• Document excerpt:
• • • • • • •
What is a toddler’s fracture?


  • An injury to the big bone below the knee, sometimes called the shin bone (tibia).
  • The bone is broken, but it is held tightly together by the outer covering of the bone (periosteum).
  • This is a stable injury, like a sprain.
  • This happens in children ages 1-4 years old.

How do you know it’s a toddler’s fracture?

  • The child injured themselves from a fall, tripping, twisting or going down a slide.
  • When the leg is pushed on over the shin bone it causes pain.
  • Sometimes the child will limp or won’t want to walk.
  • X-rays are taken which show a broken bone near the ankle (see pictures below).
Two X-rays showing different views of a broken ankle.
  • If the X-ray doesn’t show a broken bone, it might still be broken. This is called a “suspected toddler’s fracture.”

How do you care for your child with a toddler’s fracture?

  • To make an appointment in the Orthopedic Surgery Clinic please call (816) 234-3075.
  • Your child should be evaluated in the Orthopedic Surgery Clinic within 1 week of their injury.
• • • • • • •
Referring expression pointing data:
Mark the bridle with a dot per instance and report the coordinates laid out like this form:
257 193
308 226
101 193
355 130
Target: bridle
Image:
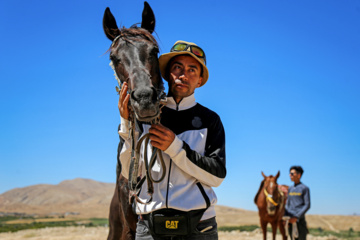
136 182
269 198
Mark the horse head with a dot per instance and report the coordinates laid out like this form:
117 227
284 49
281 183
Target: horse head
271 192
134 58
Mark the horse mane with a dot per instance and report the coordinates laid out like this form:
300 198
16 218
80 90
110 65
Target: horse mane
257 194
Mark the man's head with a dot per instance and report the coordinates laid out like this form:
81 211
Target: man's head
184 68
296 173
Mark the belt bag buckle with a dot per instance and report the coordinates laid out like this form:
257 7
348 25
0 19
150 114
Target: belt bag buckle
171 225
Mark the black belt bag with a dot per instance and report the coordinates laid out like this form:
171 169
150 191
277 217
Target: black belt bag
170 222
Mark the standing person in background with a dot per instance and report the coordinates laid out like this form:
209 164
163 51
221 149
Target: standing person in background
298 202
192 139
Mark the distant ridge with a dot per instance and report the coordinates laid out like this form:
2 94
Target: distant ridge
88 198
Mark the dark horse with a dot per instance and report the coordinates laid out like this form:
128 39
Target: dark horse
270 200
134 57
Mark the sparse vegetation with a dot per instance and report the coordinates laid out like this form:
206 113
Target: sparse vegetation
37 223
248 228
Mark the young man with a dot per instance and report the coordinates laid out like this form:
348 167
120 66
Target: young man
192 140
298 202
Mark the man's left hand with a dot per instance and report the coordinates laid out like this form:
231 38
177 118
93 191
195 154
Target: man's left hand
161 137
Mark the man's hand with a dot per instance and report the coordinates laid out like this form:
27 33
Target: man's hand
292 220
161 137
124 101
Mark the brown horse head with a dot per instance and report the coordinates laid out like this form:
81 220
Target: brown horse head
271 192
134 58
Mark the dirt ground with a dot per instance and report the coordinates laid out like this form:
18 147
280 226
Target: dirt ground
100 233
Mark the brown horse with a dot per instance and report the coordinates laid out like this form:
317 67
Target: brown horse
134 58
270 200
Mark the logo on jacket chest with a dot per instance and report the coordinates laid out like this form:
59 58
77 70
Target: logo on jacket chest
196 122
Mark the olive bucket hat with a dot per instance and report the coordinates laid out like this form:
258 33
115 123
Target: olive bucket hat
181 48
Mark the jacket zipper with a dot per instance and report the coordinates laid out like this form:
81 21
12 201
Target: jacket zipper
167 190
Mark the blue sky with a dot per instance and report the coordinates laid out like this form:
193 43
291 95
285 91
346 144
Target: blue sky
284 78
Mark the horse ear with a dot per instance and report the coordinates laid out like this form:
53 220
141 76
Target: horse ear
148 18
109 25
277 175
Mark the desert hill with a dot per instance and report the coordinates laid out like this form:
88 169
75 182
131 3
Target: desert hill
88 198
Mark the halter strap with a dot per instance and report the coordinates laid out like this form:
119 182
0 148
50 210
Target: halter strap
269 197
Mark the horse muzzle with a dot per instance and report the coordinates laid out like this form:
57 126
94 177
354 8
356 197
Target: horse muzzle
145 103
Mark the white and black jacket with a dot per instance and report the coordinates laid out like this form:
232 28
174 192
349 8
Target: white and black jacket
196 155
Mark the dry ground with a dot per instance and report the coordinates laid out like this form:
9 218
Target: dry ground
99 233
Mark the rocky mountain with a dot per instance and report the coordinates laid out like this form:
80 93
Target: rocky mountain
85 196
88 198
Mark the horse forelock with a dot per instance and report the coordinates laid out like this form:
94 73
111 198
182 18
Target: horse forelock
135 34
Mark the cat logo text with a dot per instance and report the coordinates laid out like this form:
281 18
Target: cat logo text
171 224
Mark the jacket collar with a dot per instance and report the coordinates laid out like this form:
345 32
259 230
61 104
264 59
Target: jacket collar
185 103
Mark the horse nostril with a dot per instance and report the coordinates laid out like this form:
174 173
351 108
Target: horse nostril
132 95
154 95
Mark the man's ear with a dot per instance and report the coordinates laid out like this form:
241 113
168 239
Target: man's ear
199 82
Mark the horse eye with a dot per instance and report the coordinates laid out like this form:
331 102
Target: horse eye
115 60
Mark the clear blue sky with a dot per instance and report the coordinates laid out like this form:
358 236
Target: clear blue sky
284 77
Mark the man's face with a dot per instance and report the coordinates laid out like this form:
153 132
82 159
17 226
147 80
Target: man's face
294 176
184 76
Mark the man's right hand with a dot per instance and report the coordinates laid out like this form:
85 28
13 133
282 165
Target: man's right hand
124 101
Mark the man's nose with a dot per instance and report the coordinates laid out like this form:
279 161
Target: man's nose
182 76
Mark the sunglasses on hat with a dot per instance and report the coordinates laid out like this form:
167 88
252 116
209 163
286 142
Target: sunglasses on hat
181 47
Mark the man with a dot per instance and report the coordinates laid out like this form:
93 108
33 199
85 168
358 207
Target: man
192 140
298 202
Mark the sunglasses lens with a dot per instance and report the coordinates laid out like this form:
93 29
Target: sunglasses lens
197 51
180 47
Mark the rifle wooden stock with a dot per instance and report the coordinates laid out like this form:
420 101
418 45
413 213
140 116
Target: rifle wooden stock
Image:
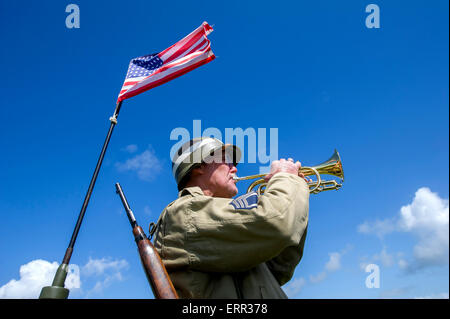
155 271
157 275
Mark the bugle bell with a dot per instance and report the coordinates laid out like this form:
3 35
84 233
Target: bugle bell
332 166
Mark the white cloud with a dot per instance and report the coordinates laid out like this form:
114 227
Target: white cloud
427 219
146 165
98 267
333 264
294 287
378 227
105 271
35 275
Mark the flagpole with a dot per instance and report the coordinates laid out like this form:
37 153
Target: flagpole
57 290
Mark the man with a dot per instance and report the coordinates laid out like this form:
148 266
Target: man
217 247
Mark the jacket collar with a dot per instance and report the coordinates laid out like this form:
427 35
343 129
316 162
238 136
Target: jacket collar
194 191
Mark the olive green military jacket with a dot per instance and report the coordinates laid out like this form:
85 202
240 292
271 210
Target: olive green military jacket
243 248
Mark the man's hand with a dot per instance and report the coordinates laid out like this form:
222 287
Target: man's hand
287 166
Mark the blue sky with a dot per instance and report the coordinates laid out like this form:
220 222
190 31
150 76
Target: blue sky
313 71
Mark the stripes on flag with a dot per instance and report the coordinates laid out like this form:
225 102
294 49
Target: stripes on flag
149 71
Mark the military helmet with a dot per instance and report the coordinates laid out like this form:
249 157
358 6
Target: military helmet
198 150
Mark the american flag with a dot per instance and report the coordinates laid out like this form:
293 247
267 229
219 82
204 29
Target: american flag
149 71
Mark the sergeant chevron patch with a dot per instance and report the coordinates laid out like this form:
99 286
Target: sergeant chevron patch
246 201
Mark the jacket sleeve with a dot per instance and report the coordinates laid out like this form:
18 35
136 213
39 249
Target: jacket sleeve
220 237
283 265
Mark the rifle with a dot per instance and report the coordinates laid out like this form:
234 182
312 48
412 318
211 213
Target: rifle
155 271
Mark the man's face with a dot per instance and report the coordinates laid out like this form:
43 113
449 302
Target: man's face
219 178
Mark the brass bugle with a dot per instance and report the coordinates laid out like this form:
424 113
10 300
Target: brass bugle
332 166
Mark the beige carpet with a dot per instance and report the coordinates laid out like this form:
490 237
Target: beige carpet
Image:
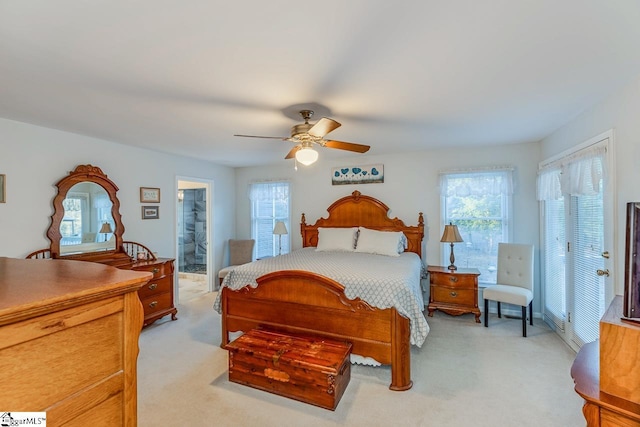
464 375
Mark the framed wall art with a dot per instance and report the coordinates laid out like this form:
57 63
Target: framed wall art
369 174
150 212
149 195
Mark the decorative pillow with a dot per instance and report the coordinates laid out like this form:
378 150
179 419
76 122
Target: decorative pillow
336 239
403 243
387 243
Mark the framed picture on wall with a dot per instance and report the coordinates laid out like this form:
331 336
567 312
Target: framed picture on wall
150 212
149 195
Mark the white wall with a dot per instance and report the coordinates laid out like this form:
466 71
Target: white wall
620 112
35 158
410 186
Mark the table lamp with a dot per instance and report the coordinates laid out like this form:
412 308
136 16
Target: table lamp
451 235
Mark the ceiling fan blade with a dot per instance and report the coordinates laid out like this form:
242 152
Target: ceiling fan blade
323 127
349 146
293 152
267 137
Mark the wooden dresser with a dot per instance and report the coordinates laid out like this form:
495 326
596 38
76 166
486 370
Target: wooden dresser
69 341
453 291
607 373
157 295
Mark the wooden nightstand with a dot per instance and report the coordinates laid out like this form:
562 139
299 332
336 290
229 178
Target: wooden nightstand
453 291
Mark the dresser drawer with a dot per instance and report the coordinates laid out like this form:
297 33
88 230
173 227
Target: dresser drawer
156 286
454 296
157 303
453 280
62 355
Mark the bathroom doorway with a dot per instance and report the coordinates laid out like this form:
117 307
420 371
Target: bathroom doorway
193 233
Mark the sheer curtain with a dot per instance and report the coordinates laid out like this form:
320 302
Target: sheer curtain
269 204
478 201
571 189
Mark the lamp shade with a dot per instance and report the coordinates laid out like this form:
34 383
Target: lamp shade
451 234
280 228
106 228
306 155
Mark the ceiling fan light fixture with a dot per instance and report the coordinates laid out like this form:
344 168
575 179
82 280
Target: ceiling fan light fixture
306 155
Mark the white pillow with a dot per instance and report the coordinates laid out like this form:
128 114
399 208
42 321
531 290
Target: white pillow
336 239
387 243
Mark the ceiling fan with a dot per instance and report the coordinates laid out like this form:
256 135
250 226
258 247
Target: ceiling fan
305 135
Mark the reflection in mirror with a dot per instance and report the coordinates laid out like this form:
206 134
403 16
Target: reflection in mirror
87 224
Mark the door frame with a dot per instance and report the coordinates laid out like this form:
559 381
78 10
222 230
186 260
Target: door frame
610 229
208 184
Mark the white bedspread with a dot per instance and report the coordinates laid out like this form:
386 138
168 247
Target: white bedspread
381 281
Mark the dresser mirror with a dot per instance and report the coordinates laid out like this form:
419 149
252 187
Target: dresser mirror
86 221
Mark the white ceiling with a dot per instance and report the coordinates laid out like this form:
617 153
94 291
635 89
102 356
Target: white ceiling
184 76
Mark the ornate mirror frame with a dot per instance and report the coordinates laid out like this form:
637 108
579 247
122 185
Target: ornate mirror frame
85 173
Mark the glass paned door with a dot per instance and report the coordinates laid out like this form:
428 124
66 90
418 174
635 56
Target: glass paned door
588 246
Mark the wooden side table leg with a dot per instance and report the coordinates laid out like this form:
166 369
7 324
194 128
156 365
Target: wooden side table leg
591 414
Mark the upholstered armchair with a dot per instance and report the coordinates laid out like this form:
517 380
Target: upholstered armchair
514 284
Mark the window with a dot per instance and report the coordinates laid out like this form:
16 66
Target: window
269 204
479 203
75 218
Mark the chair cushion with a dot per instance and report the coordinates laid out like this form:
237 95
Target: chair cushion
508 294
224 271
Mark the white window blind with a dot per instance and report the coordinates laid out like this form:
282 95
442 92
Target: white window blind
554 262
269 204
588 222
571 189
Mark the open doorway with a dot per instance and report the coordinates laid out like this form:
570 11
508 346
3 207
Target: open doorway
193 231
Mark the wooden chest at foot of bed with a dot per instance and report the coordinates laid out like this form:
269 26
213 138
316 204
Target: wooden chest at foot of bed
310 369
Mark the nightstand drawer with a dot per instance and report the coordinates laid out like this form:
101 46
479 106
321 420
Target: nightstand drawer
454 296
453 280
158 269
157 303
156 286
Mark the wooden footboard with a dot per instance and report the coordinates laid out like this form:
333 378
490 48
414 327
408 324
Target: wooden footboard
303 302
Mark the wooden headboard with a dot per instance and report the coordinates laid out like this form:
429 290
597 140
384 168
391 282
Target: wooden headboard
365 211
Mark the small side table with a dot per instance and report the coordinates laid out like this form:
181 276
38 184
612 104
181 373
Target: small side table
454 292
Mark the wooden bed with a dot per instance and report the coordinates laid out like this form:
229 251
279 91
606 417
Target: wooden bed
304 302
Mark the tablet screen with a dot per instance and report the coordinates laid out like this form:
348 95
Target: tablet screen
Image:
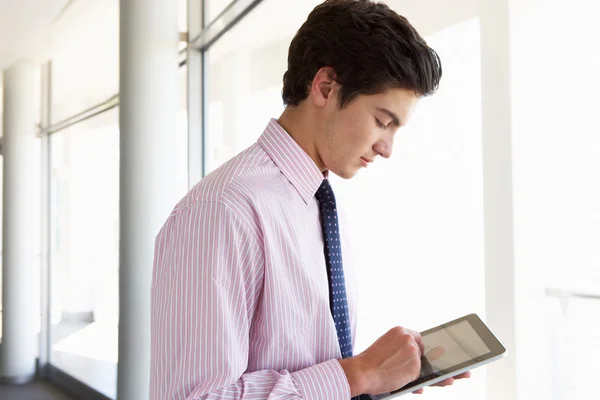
454 346
451 346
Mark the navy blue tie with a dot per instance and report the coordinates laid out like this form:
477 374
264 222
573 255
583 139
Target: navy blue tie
335 270
338 301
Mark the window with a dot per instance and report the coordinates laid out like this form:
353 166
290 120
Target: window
245 77
85 251
85 62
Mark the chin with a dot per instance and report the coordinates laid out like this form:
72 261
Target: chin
346 174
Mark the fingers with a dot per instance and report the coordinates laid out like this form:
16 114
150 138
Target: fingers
446 382
435 353
418 339
465 375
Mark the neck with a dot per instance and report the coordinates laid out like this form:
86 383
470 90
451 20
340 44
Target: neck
300 125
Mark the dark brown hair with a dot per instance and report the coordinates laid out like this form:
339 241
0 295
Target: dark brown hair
369 46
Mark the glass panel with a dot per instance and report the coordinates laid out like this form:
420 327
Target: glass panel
212 8
85 61
245 69
182 134
85 251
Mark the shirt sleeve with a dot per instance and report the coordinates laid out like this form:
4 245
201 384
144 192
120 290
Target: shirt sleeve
206 282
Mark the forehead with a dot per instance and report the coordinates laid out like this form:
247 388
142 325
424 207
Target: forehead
399 101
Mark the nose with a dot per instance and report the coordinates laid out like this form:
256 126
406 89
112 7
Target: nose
384 147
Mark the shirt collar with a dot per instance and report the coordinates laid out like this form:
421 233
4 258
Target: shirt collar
292 160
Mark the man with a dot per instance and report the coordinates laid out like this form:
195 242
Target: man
249 296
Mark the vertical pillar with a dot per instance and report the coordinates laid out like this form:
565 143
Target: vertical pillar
17 359
148 122
497 187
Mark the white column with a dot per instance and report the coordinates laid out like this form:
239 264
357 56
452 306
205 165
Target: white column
17 362
148 123
497 187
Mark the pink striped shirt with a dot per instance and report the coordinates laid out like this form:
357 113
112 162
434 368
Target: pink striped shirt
240 299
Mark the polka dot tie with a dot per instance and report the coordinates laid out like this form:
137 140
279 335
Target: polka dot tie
335 270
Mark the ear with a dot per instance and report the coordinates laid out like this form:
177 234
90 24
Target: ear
323 88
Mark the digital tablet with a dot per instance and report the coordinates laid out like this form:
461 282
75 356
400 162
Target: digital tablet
451 349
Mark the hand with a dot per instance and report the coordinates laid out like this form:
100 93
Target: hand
391 362
434 354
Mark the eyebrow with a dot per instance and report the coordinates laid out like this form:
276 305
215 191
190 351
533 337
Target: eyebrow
393 116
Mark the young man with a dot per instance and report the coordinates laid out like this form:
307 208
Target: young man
249 296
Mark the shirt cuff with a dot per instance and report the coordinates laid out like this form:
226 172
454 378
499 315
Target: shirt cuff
323 381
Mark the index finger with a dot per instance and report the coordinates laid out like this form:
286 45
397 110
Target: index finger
418 339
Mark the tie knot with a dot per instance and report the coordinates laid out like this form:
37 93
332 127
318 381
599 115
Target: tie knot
324 194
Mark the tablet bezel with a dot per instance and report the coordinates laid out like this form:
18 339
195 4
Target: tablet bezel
496 350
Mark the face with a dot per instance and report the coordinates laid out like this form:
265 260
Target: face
363 130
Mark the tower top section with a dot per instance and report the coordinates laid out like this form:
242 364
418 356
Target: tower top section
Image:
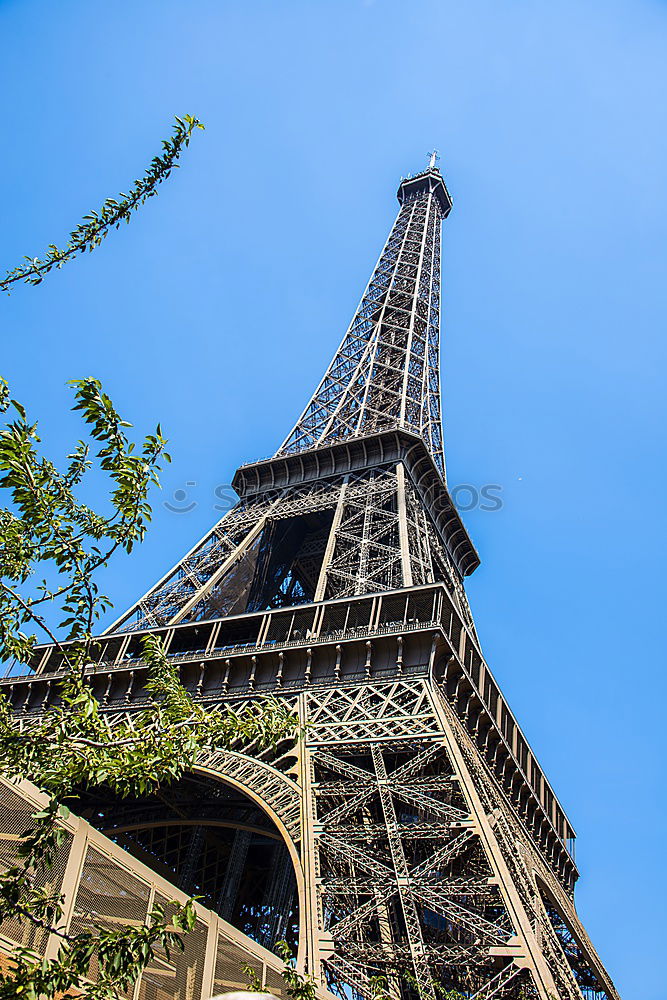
430 181
385 374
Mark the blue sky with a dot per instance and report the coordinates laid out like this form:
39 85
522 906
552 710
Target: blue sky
217 310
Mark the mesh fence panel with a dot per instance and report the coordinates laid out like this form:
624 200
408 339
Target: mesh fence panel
177 976
15 819
109 897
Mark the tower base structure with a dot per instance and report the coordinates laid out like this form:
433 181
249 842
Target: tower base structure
426 850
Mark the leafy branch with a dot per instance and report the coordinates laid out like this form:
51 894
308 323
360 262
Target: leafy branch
97 225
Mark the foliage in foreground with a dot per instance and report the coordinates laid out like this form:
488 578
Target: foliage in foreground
46 528
96 226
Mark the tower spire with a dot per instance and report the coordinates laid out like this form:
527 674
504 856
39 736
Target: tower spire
386 372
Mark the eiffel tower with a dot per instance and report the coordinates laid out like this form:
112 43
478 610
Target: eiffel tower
411 844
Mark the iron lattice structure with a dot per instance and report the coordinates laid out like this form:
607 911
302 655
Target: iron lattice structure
423 842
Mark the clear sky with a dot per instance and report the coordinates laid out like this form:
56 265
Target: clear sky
217 310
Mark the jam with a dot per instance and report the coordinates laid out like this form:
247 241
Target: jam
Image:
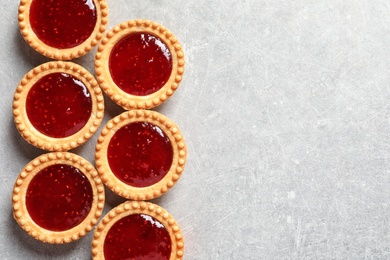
140 154
58 105
140 64
63 24
137 236
59 197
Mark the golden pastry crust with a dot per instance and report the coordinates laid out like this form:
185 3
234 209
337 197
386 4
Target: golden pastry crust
129 208
103 74
22 216
62 54
157 189
40 140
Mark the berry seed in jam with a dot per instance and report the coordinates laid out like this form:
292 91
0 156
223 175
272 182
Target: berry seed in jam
58 105
140 64
59 197
140 154
63 24
137 236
• • • • • • •
• Exercise instructions:
**1.** List the ways of getting hurt that the toddler's fracture text names as causes of the child's injury.
**2.** Carry on the toddler's fracture text from its final line.

• Set of answers:
**1.** A fall, tripping, twisting, going down a slide

**2.**
    • They do not need an X-ray at that visit.
  • You will protect your child’s leg by having them wear a special boot, called a “CAM” boot or a walking boot.
    • CAM = controlled ankle motion.
Photo of three CAM boots all lined in a different color: blue, yellow and orange.
  • The boot must be removed to look at the skin at least 1 time per day.
    • Check the skin every day at bedtime or bath time.
    • Look for redness, blisters, bruising or openings of the skin.
    • If you see any of these on your child’s skin:
      • Please call the Orthopedic Surgery Clinic at (816) 234-3075 or send a picture through the Patient Portal.
      • This can be caused by the boot being too loose or too tight.
      • Stop wearing the boot until you hear from your care team.
      • A visit to the clinic will be needed to check how the boot is fitting and look at the skin.
  • Your child does not have to sleep in the boot.

How do I know the boot is on right?

  1. Place the heel firmly down the back of the CAM boot.
  2. Place padding over the foot and shin.
  3. Ensure the toes are within the firm sole of the boot.
  4. Fasten the Velcro® straps so the boot doesn’t move around on the foot.
Three photos showing adult hands putting a CAM boot on a child's leg. The photos are numbered 1, 2 and 3-4.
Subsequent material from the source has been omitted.